Exercise task A. Return, verbatim, the part of the ext4 patch discussion from "If we have a" up to and including "in the future?".

Page text.
----------------

Re: [PATCH 2/4] ext4: fix BUG in ext4_mb_new_inode_pa() due to overflow

From: Baokun Li
Date: Fri Jul 21 2023 - 23:16:22 EST


On 2023/7/22 1:15, Theodore Ts'o wrote:
On Fri, Jul 21, 2023 at 05:13:13PM +0800, Baokun Li wrote:
Doing this with helpers, IMO is not useful as we also saw above.
I still think it is necessary to add a helper to make the code more concise.

Ted, do you think the fex_end() helper function is needed here?

I think we might need your advice to end this discussion. 😅
Having helper functions doesn't bother me all _that_ much --- so long
as they are named appropriately. The readibility issues start with
the fact that the helper function uses loff_t as opposed to
ext4_lblk_t, and because someone looking at fex_end() would need
additional thinking to figure out what it did. If renamed it to be
fex_logical_end() and made it take an ext4_lblk_t, I think it would be
better.
Yes, naming is one of the most difficult things.

The reason the helper function uses loff_t instead of ext4_lblk_t is because
when we compute the extent logical end or pa end, we may exceed the
maximum length of ext4_lblk_t and get an overflowed result, which can lead
to the four issues fixed in the patch set. Perhaps I should add some comments
to explain these.

In other words, add this helper function and limit the return value of the function
to loff_t is precisely to remind people that such overflow problems exist.
As mentioned by ritesh, ext4 has many places to directly perform type conversion
in place. However, when we modify the kernel or review code, we will still ignore
that the current code may have overflow problems, as in the commit fixed by this
patch.

If we have a helper function fex_end(), we can avoid potential overflow problems
by using it directly when we make changes or by questioning why we didn't use
a simpler helper function when reviewing the code, rather than just adding a (loff_t)
when we spot the problem and saying, "Oh, the problem is perfectly solved!" 😀

The current problem can be solved in any way, the key is how to prevent similar
problems in the future?
The bigger complaint that I have, although it's not the fault of your
patch, is the use of "ext4_free_extent" all over ext4/mballoc.c when
it's much more often used for allocating blocks. So the name of the
structure and the "fex" in "fex_end" or "fex_logical_end" is also
confusing.

----------------

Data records

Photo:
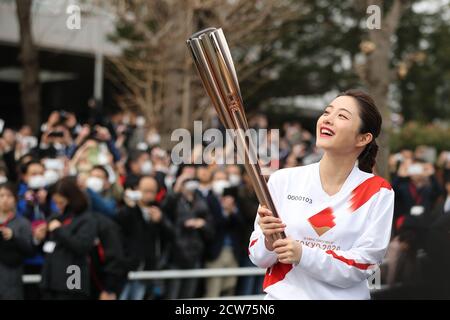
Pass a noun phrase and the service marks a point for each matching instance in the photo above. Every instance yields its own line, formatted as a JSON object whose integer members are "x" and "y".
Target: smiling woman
{"x": 336, "y": 240}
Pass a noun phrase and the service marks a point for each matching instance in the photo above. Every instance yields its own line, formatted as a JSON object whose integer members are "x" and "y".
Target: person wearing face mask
{"x": 138, "y": 163}
{"x": 15, "y": 245}
{"x": 147, "y": 232}
{"x": 35, "y": 205}
{"x": 194, "y": 228}
{"x": 417, "y": 190}
{"x": 69, "y": 238}
{"x": 98, "y": 190}
{"x": 224, "y": 249}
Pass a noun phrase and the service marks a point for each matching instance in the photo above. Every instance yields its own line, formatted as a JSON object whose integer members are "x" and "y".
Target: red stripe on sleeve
{"x": 251, "y": 244}
{"x": 350, "y": 262}
{"x": 362, "y": 193}
{"x": 276, "y": 273}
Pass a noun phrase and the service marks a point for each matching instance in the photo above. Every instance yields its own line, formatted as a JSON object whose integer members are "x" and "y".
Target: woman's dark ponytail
{"x": 370, "y": 123}
{"x": 366, "y": 160}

----------------

Exercise task B. Retype every line of the data listing above word for word, omitting the pictures.

Full output A.
If we have a helper function fex_end(), we can avoid potential overflow problems
by using it directly when we make changes or by questioning why we didn't use
a simpler helper function when reviewing the code, rather than just adding a (loff_t)
when we spot the problem and saying, "Oh, the problem is perfectly solved!" 😀

The current problem can be solved in any way, the key is how to prevent similar
problems in the future?

Full output B.
Photo:
Pass a noun phrase and the service marks a point for each matching instance in the photo above. Every instance yields its own line, formatted as a JSON object whose integer members are "x" and "y".
Target: smiling woman
{"x": 336, "y": 240}
Pass a noun phrase and the service marks a point for each matching instance in the photo above. Every instance yields its own line, formatted as a JSON object whose integer members are "x" and "y".
Target: person wearing face mask
{"x": 138, "y": 163}
{"x": 15, "y": 245}
{"x": 147, "y": 232}
{"x": 35, "y": 205}
{"x": 194, "y": 228}
{"x": 417, "y": 190}
{"x": 69, "y": 238}
{"x": 98, "y": 190}
{"x": 224, "y": 249}
Pass a noun phrase and the service marks a point for each matching instance in the photo above. Every instance yields its own line, formatted as a JSON object whose integer members are "x" and "y".
Target: red stripe on sleeve
{"x": 251, "y": 244}
{"x": 350, "y": 262}
{"x": 362, "y": 193}
{"x": 276, "y": 273}
Pass a noun phrase and the service marks a point for each matching instance in the photo above. Every instance yields its own line, formatted as a JSON object whose integer members are "x" and "y".
Target: woman's dark ponytail
{"x": 370, "y": 123}
{"x": 366, "y": 160}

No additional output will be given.